TEXT BLOCK.
[Start]

Connect Apache Kafka® to OpenSearch® with Terraform
===================================================

This example shows how to use a Kafka® Connector to take data from Apache Kafka® and ingest it into OpenSearch® using :doc:`Apache Kafka Connect </docs/products/kafka/kafka-connect>`. As a use case, the data here is application logs going onto a Kafka topic, and being put into OpenSearch for short term storage and easy inspection, if needed.
Aiven has a concept of service integrations to manage the relationships between components. `Aiven Terraform Provider <https://registry.terraform.io/providers/aiven/aiven/latest/docs>`_
has a specific resource type in Terraform for service integration.

[End]

RAW DATA.
[Start]

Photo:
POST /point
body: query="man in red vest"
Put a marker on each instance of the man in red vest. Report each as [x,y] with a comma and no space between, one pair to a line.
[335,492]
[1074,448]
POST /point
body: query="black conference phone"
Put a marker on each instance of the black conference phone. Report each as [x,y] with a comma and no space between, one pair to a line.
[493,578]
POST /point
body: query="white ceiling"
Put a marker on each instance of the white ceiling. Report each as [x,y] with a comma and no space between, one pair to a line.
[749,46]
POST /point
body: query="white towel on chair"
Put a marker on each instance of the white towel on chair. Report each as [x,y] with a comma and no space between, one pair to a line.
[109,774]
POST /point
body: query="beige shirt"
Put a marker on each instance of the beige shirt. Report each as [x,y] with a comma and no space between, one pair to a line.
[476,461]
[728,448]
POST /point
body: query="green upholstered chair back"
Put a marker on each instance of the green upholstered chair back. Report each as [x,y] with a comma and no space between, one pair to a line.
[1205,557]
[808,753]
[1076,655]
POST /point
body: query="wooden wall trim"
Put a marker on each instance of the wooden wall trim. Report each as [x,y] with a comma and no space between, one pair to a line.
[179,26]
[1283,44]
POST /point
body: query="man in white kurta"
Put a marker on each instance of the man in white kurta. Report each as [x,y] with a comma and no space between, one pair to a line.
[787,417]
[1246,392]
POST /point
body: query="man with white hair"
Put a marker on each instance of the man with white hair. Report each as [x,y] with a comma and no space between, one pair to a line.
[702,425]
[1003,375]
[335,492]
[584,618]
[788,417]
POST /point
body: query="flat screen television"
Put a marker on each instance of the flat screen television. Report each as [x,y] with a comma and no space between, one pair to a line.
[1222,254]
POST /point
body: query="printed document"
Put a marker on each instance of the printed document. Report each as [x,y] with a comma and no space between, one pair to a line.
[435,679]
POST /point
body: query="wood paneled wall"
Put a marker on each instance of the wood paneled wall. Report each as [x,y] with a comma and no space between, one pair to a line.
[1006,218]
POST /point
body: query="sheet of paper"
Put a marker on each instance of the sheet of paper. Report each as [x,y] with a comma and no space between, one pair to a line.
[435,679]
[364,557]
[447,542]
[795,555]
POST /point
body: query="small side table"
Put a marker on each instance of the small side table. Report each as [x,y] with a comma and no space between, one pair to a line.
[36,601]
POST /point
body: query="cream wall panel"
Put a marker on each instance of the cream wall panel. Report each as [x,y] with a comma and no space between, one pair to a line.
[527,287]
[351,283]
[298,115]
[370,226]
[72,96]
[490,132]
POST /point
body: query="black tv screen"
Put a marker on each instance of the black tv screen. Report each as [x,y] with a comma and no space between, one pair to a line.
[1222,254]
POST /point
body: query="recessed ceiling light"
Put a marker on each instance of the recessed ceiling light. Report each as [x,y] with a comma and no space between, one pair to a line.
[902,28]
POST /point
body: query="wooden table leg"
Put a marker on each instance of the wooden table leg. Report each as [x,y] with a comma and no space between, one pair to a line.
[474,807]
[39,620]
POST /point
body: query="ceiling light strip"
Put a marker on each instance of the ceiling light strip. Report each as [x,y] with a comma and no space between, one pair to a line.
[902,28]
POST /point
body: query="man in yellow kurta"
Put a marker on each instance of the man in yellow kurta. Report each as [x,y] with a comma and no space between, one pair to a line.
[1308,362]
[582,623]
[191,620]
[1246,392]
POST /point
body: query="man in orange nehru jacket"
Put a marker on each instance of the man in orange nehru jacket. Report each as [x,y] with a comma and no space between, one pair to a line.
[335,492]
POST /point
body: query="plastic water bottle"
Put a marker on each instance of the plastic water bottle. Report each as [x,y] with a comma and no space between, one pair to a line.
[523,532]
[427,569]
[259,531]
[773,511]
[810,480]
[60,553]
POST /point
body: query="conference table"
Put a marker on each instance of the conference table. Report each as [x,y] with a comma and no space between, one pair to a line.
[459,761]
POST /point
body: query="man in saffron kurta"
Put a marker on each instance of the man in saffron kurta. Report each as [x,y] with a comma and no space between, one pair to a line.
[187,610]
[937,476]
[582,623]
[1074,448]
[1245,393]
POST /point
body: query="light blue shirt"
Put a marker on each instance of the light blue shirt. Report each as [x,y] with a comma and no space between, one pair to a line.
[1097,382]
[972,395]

[End]

GIVEN INSTRUCTION A.
In the Kafka-to-OpenSearch text, what data serves as the use case?
GIVEN INSTRUCTION B.
Resume the Kafka-to-OpenSearch text after its final sentence.

WRITTEN REPLY A.
Application logs going onto a Kafka topic, which are put into OpenSearch for short-term storage and easy inspection.

WRITTEN REPLY B.
Before looking at the Terraform script, let's visually realize how the services will be connected:

.. mermaid::

   flowchart LR
      kafka[Kafka]
      sikafka{{Service Integration}}
      kconn[Kafka Connect]
      kcopensearch{{Kafka Connector:<br /> OpenSearch Sink}}
      opensearch[OpenSearch]
      kafka --> sikafka --> kconn --> kcopensearch --> opensearch

In the above diagram, *KafkaConnect* is the service that you create for connecting Kafka with external systems. The Kafka Connectors, *OpenSearch Sink Connector* for example, are ready-to-use components to send/receive data to common data sources/sinks. 

Describe the setup
------------------

Be sure to check out the :doc:`getting started guide <../../get-started>` to learn about the common files required to execute the following recipe. For example, you'll need to declare the variables for ``project_name`` and ``api_token``.

.. dropdown:: Expand to check out the relevant common files needed for this recipe.

    Navigate to a new folder and add the following files.

    1. Add the following to a new ``provider.tf`` file:

    .. code:: terraform

       terraform {
         required_providers {
           aiven = {
             source  = "aiven/aiven"
             version = "~> 3.10.0"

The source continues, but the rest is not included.